● **Texte extrait**
┌────────

Mis à jour 05/06/2023 à 11:07 GMT+2

GRAND ENTRETIEN - Hervé Duthu, ancien commentateur vedette du tennis sur TF1 est l'homme qui a posé sa voix sur la finale de Roland-Garros 1983. Témoin privilégié de l'épopée Noah, le journaliste était aussi un proche du champion français et donc au cœur de cette folle quinzaine. Il nous permet de voyager quarante ans en arrière pour revivre cet événement historique réalisé par un homme à part.

Yannick Noah le 5 juin 1983. Le jour de gloire.

Crédit: Getty Images

Hervé, vous étiez en 1983 l'un des rares commentateurs de tennis à la télévision française. Qu’est-ce qui vous a amené à le devenir ?

└────────

Entrées de pointage et d'étiquetage
┌────────

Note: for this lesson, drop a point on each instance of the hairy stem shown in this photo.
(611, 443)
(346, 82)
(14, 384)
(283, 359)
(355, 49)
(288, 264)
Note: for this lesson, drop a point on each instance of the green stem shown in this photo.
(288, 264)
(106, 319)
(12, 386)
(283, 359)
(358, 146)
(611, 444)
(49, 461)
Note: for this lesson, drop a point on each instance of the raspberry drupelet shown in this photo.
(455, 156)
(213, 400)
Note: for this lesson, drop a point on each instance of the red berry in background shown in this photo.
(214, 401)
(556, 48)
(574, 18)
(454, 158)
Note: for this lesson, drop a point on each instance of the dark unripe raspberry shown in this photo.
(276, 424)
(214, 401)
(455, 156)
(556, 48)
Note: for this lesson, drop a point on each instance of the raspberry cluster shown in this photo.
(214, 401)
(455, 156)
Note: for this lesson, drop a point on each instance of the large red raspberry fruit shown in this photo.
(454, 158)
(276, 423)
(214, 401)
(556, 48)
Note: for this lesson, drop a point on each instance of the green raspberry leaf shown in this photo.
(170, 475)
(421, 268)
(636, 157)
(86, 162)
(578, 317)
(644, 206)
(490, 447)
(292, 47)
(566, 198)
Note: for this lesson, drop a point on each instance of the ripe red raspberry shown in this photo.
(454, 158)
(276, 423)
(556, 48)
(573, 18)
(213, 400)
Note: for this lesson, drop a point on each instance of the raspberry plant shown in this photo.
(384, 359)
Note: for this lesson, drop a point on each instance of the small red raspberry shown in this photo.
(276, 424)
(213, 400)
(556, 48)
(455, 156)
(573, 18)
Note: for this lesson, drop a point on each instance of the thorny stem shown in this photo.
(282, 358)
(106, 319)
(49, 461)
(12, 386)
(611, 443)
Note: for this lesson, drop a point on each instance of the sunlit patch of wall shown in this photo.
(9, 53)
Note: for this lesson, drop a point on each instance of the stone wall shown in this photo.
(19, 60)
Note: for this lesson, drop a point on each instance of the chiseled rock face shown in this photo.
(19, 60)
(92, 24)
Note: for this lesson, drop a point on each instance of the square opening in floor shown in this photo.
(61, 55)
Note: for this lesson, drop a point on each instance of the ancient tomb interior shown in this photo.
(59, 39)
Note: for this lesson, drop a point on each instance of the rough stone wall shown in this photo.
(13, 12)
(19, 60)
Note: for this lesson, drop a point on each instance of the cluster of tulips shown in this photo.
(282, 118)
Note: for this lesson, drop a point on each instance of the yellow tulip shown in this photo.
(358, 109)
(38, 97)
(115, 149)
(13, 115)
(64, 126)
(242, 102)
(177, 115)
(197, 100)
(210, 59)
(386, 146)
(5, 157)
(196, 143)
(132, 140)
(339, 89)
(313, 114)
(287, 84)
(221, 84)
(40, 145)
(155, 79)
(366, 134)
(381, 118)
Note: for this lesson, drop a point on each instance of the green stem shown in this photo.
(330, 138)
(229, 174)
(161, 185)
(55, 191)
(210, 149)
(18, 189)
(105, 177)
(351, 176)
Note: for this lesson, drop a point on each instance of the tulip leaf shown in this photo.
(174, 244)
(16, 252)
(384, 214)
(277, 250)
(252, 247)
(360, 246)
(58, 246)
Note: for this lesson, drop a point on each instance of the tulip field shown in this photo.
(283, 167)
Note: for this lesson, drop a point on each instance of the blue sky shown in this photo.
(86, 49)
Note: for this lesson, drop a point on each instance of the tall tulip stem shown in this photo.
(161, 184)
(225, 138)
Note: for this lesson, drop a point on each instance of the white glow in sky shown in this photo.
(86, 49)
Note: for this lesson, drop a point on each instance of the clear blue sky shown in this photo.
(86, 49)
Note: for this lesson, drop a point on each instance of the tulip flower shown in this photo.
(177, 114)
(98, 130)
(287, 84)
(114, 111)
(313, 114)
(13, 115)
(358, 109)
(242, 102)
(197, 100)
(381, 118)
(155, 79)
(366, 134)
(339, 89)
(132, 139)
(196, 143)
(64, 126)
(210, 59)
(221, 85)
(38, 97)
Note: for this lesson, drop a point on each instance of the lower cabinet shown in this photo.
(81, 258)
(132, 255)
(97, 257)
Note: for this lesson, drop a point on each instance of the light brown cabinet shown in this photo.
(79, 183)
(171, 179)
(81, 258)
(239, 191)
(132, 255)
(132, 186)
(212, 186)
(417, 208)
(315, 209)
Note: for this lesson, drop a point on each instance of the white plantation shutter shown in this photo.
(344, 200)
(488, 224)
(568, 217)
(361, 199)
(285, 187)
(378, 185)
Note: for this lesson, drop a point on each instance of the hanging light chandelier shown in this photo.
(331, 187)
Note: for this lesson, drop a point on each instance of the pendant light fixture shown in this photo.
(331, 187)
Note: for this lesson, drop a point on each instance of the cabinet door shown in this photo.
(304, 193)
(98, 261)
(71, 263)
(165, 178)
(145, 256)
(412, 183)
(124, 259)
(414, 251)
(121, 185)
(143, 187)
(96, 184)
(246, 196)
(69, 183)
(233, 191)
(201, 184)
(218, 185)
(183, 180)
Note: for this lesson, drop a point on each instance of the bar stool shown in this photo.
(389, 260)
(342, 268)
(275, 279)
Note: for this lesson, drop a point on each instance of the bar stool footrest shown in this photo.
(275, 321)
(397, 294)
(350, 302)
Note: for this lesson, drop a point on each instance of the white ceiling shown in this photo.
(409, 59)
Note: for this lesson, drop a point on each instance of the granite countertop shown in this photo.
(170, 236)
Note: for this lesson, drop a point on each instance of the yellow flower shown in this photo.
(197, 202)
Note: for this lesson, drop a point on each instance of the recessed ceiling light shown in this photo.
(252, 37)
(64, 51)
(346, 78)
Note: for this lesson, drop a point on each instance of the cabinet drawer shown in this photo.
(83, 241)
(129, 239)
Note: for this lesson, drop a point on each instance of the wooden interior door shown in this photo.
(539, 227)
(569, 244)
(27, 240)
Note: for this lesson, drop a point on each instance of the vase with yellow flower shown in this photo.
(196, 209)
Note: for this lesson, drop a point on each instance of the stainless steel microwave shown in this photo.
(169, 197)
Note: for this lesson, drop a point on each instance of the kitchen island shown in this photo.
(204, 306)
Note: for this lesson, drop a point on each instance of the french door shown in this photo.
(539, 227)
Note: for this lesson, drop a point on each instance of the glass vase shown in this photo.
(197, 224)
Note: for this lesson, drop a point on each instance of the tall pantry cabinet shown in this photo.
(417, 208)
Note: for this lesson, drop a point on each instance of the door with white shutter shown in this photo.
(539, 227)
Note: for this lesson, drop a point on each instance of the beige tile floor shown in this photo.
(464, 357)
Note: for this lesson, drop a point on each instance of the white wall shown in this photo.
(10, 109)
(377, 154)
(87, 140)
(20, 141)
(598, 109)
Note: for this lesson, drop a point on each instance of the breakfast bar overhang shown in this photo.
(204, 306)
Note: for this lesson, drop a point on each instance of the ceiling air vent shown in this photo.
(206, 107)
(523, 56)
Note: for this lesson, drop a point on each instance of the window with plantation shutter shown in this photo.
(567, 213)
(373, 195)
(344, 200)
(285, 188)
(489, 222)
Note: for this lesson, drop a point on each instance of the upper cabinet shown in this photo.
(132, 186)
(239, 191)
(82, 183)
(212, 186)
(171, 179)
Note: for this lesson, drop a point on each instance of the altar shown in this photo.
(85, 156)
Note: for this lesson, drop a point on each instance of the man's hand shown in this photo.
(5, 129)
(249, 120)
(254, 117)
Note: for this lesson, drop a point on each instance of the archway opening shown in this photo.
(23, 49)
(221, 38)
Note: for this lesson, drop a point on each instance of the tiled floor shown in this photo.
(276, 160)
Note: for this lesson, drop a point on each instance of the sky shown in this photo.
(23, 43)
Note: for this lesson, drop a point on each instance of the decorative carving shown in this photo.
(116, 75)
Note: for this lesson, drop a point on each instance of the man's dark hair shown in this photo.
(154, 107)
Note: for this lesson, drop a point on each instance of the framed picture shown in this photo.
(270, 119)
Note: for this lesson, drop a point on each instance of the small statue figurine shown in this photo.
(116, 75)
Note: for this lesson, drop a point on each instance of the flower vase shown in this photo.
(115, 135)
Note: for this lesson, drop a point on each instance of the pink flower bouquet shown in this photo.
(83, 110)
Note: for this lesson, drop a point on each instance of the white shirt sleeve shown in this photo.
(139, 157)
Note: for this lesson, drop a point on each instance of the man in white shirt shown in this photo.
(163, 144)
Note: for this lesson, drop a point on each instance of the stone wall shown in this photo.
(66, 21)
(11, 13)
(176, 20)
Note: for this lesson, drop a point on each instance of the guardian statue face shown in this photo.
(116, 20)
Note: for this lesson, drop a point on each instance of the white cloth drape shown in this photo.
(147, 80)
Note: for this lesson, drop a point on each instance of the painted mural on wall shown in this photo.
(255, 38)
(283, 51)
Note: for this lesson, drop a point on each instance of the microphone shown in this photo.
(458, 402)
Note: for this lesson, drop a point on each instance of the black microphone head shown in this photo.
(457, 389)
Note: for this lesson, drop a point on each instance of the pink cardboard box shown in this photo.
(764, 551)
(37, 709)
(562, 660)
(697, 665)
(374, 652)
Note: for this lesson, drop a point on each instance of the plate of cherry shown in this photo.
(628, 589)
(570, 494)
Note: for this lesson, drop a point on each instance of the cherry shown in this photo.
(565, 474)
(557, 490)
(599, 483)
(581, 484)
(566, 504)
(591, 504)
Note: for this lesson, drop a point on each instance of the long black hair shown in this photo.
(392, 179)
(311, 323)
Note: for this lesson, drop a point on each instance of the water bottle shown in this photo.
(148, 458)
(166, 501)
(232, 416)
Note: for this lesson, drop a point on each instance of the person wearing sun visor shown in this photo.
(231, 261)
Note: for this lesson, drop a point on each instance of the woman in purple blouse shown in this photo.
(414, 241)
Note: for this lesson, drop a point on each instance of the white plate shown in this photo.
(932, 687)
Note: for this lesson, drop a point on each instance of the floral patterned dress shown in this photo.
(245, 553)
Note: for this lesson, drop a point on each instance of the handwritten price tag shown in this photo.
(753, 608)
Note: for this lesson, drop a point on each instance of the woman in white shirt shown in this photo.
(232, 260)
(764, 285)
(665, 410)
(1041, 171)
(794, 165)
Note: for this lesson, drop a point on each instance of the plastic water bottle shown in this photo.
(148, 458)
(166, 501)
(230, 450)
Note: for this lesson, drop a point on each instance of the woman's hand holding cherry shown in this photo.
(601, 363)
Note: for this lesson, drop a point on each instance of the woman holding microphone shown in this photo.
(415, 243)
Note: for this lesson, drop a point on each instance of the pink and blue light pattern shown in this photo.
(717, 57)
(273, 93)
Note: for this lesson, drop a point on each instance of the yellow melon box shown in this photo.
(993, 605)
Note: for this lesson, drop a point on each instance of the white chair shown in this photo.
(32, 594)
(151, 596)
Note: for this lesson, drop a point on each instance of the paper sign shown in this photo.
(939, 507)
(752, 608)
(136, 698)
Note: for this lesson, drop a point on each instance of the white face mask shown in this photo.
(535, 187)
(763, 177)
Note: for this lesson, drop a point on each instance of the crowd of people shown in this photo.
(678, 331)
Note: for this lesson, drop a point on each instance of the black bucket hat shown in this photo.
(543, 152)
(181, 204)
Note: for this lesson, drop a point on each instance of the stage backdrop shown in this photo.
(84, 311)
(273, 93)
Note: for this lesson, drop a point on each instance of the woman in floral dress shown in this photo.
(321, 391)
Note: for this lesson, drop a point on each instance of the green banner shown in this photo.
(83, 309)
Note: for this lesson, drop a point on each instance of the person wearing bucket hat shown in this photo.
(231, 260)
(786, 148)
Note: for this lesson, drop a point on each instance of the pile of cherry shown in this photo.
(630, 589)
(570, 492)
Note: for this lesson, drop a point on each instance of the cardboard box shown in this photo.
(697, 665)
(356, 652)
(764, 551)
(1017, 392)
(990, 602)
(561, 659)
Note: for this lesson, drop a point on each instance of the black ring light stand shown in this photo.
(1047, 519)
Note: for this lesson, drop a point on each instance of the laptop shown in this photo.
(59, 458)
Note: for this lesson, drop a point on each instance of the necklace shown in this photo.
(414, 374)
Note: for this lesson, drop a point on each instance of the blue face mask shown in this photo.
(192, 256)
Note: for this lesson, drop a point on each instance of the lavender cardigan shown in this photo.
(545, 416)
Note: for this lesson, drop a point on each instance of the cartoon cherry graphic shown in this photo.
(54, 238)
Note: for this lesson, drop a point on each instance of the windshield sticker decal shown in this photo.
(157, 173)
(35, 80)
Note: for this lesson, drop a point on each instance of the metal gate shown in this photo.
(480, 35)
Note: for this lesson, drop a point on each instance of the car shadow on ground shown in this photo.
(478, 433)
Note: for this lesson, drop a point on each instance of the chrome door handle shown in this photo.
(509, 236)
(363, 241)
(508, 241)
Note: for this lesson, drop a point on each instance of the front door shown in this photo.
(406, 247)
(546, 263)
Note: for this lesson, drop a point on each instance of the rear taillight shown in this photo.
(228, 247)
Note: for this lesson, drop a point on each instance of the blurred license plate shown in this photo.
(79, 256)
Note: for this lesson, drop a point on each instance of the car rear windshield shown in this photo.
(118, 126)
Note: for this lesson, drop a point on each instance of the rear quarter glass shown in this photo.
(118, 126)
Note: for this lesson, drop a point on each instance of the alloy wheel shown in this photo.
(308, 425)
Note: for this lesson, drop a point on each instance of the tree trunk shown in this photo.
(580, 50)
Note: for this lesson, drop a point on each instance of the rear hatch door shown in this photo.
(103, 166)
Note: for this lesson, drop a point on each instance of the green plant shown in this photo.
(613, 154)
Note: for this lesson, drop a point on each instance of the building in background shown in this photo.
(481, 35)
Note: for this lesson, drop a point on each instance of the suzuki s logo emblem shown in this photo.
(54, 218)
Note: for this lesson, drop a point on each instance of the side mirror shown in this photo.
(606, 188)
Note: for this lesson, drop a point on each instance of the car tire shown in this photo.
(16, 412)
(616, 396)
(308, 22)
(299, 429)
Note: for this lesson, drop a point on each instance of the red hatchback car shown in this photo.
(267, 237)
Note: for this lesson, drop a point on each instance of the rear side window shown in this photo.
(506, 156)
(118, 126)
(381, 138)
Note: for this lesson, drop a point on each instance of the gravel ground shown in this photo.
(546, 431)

└────────

● **Consigne écrite A**
Résumez en deux phrases le texte extrait consacré à Hervé Duthu.
● **Consigne écrite B**
Relevez chaque ligne des entrées où figure le mot « microphone ».

● **Résultat A**
Hervé Duthu, ancien commentateur vedette du tennis sur TF1, a prêté sa voix à la finale de Roland-Garros 1983. Proche de Yannick Noah et témoin privilégié de son épopée, il revient quarante ans en arrière sur cet événement historique.

● **Résultat B**
Note: for this lesson, drop a point on each instance of the microphone shown in this photo.
Note: for this lesson, drop a point on each instance of the black microphone head shown in this photo.
Note: for this lesson, drop a point on each instance of the woman holding microphone shown in this photo.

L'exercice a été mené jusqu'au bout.